[Rows from a dataset]

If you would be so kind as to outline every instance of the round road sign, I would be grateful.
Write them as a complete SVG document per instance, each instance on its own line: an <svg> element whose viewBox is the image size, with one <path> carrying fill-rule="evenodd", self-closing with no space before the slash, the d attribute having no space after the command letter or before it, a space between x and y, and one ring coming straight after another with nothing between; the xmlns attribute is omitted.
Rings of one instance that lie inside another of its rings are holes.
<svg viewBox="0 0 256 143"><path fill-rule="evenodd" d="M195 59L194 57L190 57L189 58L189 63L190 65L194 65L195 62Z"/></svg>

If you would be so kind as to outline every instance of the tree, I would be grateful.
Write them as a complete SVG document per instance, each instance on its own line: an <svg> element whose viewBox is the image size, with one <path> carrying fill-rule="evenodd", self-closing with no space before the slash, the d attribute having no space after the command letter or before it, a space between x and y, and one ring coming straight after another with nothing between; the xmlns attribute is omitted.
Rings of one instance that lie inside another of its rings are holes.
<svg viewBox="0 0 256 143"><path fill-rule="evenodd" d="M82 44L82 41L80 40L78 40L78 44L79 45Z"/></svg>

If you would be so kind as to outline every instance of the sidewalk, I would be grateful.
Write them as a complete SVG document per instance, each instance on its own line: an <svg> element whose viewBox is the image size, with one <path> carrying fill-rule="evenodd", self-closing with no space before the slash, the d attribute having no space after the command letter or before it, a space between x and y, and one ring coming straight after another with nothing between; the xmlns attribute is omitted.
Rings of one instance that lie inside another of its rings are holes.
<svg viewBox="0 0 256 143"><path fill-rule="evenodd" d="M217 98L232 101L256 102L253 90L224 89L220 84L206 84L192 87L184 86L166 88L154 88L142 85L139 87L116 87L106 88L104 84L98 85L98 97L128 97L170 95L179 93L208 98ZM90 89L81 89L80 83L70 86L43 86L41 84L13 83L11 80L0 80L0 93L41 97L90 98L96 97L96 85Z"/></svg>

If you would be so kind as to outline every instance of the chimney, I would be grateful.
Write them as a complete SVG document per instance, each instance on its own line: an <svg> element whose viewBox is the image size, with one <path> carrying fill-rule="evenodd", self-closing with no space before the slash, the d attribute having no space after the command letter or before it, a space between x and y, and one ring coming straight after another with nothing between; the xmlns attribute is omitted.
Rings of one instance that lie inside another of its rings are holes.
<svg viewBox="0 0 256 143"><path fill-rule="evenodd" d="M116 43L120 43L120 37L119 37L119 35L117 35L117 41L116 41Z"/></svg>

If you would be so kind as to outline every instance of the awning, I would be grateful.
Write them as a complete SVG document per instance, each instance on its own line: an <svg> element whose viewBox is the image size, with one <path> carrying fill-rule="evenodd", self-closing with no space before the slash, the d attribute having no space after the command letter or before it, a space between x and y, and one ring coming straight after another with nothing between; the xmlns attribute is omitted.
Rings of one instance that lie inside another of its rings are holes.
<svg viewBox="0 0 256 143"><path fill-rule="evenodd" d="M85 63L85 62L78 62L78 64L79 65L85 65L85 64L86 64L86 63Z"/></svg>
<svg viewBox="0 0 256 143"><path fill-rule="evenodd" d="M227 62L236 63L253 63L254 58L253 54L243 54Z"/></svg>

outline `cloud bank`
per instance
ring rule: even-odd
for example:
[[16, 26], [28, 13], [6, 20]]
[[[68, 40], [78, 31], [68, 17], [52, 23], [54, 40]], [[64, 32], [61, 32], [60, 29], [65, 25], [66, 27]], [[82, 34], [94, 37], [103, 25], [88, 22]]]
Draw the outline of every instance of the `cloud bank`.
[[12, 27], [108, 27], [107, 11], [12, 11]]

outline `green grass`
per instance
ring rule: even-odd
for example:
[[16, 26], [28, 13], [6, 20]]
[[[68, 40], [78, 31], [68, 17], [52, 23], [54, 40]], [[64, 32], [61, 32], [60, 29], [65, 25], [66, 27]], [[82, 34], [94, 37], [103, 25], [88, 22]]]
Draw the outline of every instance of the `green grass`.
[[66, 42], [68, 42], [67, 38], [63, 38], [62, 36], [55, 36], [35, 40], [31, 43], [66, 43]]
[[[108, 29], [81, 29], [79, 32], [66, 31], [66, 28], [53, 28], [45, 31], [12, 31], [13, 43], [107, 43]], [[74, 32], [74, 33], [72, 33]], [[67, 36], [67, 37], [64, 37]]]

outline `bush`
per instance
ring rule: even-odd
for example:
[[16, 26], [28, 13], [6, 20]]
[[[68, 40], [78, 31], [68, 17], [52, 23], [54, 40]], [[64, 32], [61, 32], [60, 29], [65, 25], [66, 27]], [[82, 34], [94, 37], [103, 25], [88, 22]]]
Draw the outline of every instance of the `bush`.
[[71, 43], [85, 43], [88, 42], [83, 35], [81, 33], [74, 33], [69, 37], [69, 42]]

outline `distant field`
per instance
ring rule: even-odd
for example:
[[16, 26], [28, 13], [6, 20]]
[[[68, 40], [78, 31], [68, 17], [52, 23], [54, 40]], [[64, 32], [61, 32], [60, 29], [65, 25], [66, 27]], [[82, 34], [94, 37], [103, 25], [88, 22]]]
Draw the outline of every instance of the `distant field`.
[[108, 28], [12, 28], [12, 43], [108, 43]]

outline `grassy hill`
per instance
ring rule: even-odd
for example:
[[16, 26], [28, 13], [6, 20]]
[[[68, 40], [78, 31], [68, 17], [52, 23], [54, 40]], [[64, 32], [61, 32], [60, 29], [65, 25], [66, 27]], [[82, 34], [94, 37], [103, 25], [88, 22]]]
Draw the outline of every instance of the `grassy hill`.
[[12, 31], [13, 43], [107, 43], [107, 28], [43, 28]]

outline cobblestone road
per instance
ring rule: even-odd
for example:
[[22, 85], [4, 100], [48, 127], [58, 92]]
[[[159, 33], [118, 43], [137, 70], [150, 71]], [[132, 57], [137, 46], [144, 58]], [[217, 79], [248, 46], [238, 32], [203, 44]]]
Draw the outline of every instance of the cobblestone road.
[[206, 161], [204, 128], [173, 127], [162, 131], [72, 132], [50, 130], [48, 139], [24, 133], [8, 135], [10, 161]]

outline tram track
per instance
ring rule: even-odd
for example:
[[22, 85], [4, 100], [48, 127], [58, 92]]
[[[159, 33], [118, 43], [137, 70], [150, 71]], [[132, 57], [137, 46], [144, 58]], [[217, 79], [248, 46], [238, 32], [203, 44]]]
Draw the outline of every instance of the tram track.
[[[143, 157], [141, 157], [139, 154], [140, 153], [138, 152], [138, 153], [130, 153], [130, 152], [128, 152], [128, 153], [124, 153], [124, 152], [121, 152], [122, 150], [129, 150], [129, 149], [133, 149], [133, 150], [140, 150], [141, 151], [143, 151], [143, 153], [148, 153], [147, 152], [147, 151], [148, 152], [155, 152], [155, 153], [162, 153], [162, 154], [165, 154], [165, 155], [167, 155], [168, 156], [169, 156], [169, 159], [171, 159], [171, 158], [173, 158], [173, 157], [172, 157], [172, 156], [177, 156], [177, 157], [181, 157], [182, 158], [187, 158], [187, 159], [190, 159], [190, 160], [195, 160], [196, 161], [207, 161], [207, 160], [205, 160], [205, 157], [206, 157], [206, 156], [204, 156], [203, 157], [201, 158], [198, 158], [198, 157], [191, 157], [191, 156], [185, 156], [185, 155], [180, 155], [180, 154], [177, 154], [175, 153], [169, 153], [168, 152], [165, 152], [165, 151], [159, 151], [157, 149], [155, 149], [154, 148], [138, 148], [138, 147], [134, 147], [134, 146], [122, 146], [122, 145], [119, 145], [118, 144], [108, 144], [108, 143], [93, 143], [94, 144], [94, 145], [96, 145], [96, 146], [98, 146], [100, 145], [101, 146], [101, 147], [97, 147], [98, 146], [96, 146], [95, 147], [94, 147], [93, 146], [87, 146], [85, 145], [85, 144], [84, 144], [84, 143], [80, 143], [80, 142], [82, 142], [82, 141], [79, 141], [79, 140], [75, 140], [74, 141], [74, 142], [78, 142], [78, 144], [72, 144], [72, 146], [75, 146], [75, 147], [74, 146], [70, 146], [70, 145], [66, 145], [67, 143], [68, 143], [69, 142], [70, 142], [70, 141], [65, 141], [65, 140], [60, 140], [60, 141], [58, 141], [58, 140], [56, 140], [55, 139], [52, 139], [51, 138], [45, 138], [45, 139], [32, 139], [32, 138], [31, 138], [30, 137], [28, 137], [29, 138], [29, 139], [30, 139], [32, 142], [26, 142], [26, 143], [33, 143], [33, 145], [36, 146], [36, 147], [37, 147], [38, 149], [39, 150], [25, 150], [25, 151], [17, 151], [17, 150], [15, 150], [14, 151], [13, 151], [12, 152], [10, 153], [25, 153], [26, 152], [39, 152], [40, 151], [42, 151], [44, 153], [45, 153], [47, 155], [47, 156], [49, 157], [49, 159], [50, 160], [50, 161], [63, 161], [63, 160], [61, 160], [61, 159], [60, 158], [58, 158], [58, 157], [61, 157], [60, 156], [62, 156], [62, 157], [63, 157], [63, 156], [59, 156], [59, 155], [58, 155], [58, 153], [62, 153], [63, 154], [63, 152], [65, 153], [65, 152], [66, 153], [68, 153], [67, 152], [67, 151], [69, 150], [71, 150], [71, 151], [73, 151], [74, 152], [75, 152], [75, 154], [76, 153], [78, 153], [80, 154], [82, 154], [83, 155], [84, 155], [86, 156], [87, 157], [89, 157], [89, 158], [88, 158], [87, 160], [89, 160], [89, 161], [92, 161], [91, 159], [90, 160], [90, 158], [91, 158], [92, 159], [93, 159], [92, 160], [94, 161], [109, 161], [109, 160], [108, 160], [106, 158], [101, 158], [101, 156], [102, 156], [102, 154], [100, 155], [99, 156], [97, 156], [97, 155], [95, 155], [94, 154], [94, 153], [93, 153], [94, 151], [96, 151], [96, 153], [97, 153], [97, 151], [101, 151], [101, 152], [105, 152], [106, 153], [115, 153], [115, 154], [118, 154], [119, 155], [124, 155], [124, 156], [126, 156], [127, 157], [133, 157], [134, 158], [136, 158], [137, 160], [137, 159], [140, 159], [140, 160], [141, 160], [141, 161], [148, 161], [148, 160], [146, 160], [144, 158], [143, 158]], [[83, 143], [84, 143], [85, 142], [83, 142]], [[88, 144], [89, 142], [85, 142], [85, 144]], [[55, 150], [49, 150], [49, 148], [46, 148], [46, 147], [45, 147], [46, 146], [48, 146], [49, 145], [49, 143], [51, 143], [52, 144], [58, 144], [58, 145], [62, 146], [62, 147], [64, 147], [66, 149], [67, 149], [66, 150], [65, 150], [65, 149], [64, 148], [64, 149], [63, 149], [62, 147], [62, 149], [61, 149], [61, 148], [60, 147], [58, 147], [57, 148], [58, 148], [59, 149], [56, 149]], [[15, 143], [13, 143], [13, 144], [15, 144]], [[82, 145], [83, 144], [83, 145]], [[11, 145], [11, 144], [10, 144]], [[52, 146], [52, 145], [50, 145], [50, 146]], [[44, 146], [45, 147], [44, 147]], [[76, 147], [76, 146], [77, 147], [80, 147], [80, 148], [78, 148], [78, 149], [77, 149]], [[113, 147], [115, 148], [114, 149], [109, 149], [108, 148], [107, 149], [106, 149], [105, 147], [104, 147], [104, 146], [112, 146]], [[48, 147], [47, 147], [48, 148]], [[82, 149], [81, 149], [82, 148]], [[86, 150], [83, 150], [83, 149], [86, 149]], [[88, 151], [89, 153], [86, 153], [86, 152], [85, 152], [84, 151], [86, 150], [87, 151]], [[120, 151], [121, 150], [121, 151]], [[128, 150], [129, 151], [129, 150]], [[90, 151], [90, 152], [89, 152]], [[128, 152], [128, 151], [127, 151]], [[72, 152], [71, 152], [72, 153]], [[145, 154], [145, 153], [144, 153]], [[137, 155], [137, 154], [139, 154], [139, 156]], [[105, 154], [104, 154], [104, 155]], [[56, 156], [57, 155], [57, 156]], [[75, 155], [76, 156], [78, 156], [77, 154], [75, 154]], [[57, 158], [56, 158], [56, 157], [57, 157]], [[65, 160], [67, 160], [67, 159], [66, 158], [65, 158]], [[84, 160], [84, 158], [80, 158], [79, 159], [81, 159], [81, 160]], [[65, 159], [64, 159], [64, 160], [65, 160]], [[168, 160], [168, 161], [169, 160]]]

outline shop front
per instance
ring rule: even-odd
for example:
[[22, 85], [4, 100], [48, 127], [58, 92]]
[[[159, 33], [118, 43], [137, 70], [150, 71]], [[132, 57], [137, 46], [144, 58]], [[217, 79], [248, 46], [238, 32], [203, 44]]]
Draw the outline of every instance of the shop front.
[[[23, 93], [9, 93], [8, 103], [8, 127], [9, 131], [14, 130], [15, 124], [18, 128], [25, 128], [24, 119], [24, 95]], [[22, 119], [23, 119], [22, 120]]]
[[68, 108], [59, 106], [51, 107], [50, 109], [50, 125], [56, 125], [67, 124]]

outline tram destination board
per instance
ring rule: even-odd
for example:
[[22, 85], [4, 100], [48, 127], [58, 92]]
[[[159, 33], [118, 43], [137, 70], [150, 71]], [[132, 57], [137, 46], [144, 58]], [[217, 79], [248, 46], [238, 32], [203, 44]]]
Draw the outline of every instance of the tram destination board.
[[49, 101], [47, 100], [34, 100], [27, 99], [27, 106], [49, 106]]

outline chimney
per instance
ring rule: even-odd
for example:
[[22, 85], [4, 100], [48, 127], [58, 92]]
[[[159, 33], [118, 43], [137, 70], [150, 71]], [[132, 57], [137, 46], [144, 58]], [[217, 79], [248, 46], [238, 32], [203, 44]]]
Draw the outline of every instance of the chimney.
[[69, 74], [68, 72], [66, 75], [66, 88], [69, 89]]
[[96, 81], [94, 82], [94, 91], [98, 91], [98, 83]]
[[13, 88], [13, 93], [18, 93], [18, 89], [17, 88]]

**SHORT EXERCISE**. Recast everything from the first of the lines above down to the line containing "59L194 57L190 57L189", both included, as a JSON list of strings, one string per line, with blank lines left out.

**ANSWER**.
[
  "If you would be so kind as to outline every instance of the round road sign, I would be grateful.",
  "Write them as a complete SVG document per instance, each instance on its own line: an <svg> element whose viewBox is the image size, with one <path> carrying fill-rule=\"evenodd\", self-closing with no space before the slash, the d attribute having no space after the command letter or before it, a space between x and y, and one ring coming straight after another with nothing between; the xmlns attribute is omitted.",
  "Rings of one instance that lie inside another of its rings are holes.",
  "<svg viewBox=\"0 0 256 143\"><path fill-rule=\"evenodd\" d=\"M195 59L194 57L190 57L189 58L189 63L190 65L194 65L195 62Z\"/></svg>"
]